- Task statement -
An exact reproduction of all the entries below is required.

------ Supplied material ------

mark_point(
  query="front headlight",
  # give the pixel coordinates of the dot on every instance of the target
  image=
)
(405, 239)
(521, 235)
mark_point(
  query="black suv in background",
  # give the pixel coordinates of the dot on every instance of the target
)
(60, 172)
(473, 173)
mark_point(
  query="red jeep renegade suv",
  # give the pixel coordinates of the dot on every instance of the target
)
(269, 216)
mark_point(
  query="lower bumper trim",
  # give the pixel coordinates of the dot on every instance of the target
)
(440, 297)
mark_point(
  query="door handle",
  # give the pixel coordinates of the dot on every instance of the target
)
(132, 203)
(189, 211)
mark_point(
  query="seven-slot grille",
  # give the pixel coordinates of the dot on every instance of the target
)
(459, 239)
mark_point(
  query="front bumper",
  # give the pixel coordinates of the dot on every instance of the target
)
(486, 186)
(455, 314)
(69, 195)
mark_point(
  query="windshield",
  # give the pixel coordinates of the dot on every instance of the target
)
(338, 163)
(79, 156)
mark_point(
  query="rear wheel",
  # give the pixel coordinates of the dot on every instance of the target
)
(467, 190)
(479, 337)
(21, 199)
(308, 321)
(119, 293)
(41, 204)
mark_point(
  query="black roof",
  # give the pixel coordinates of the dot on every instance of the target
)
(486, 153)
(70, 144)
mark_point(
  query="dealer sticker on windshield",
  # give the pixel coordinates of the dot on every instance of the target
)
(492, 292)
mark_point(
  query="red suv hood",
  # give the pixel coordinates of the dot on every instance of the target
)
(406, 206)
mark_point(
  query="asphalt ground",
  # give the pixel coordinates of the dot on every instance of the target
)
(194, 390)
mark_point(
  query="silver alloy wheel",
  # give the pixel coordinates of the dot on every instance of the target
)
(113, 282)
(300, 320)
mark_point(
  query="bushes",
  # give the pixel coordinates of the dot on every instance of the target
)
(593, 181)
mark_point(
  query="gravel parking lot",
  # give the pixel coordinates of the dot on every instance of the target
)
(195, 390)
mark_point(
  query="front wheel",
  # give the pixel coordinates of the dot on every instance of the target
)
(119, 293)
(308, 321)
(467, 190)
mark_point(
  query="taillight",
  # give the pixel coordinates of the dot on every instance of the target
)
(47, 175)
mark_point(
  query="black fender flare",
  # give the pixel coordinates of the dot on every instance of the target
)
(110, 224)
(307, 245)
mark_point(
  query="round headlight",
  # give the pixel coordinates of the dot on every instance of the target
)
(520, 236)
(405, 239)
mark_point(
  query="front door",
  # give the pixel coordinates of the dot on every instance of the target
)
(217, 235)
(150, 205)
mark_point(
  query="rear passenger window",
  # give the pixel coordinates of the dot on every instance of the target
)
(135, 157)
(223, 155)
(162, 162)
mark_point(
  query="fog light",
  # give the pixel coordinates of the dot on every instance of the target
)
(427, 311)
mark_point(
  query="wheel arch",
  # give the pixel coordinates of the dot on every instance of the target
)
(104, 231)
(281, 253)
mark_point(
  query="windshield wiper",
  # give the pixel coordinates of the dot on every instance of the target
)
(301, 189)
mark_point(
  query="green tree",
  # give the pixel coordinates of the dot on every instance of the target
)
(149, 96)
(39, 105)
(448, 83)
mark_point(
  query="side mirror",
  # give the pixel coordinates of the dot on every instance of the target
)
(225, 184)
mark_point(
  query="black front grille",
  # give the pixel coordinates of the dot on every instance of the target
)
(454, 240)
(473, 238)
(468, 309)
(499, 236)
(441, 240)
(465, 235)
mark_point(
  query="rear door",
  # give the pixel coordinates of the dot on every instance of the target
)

------

- Answer to this exercise -
mark_point(
  query="front headlight",
  # give the pixel coordinates of the dot on every instance of the target
  image=
)
(405, 239)
(521, 235)
mark_point(
  query="black suv in background",
  # give the pixel coordinates of the dot on every instance of the target
)
(60, 172)
(473, 173)
mark_point(
  query="red jeep renegade suv",
  # give the pixel coordinates of the dot on every instance of the target
)
(269, 216)
mark_point(
  query="lower bumper trim",
  # give the pixel coordinates of the dot on every instance of the target
)
(440, 297)
mark_point(
  query="door handle",
  # give the pixel coordinates of the dot on every instance of the target
)
(132, 203)
(189, 211)
mark_point(
  query="seven-slot grille",
  # give the pixel coordinates of the dot on every instance of the target
)
(459, 239)
mark_point(
  query="front bumper",
  # give the pixel coordinates of the dot on every instance of the target
)
(486, 186)
(455, 314)
(69, 195)
mark_point(
  query="windshield",
  # give the pixel coordinates of the dot on every instance of the target
)
(338, 163)
(79, 156)
mark_point(
  query="rear wheel",
  # give the pixel coordinates of the dot on every instance of the target
)
(467, 190)
(479, 337)
(21, 199)
(308, 321)
(119, 293)
(41, 204)
mark_point(
  query="black roof",
  # give the pixel coordinates of the dot on every instance of the target
)
(486, 153)
(70, 144)
mark_point(
  query="dealer sticker on windshield",
  # give the pixel coordinates of the dot on every instance of the target
)
(492, 292)
mark_point(
  query="red suv hood",
  # give the pixel coordinates of the dot on every instance of the target
)
(406, 206)
mark_point(
  query="asphalt ground",
  # give the pixel coordinates of the dot on every instance of the target
)
(194, 390)
mark_point(
  query="silver alloy wheel",
  # give the pixel coordinates of the dot on every instance of the target
)
(113, 282)
(300, 320)
mark_point(
  query="bushes",
  # give the pixel coordinates of the dot on every instance of the target
)
(593, 181)
mark_point(
  query="gravel parking lot",
  # give the pixel coordinates of the dot on every instance of the target
)
(195, 390)
mark_point(
  query="front wheel",
  # give the pixel coordinates of the dot on every instance of the target
)
(119, 293)
(308, 321)
(467, 190)
mark_point(
  query="taillight",
  # give the pixel coordinates of the dot on every instance of the target
)
(47, 175)
mark_point(
  query="black fender flare",
  # give the pixel coordinates of the dot on every instance of the target
)
(110, 224)
(307, 245)
mark_point(
  query="round headlight",
  # give the pixel coordinates of the dot on every instance of the target
)
(520, 236)
(405, 239)
mark_point(
  query="front door",
  # give the pixel coordinates of the dot on every instance of the target
)
(217, 235)
(150, 205)
mark_point(
  query="rear passenger window",
  # give the pixel coordinates of the dot on every instance of the target
)
(135, 157)
(223, 155)
(162, 162)
mark_point(
  query="fog light",
  # give the pixel coordinates of the dot on every instance of the target
)
(427, 311)
mark_point(
  query="wheel arch",
  # give the pixel coordinates of the dot on every instance of the target
)
(104, 231)
(281, 253)
mark_point(
  query="windshield wiper",
  # give the pixel coordinates of the dot on every instance of the target
)
(301, 189)
mark_point(
  query="green tree",
  # give the pixel coordinates of the dot on every instance of the target
)
(149, 96)
(39, 105)
(448, 83)
mark_point(
  query="side mirror",
  # give the pixel coordinates of the dot on every instance of the target
)
(225, 184)
mark_point(
  query="black front grille",
  # give the pixel coordinates of the dot on every instance of the target
)
(454, 240)
(473, 238)
(468, 309)
(499, 236)
(441, 240)
(465, 235)
mark_point(
  query="rear door",
  # give the pixel coordinates of the dot on every instance of the target
)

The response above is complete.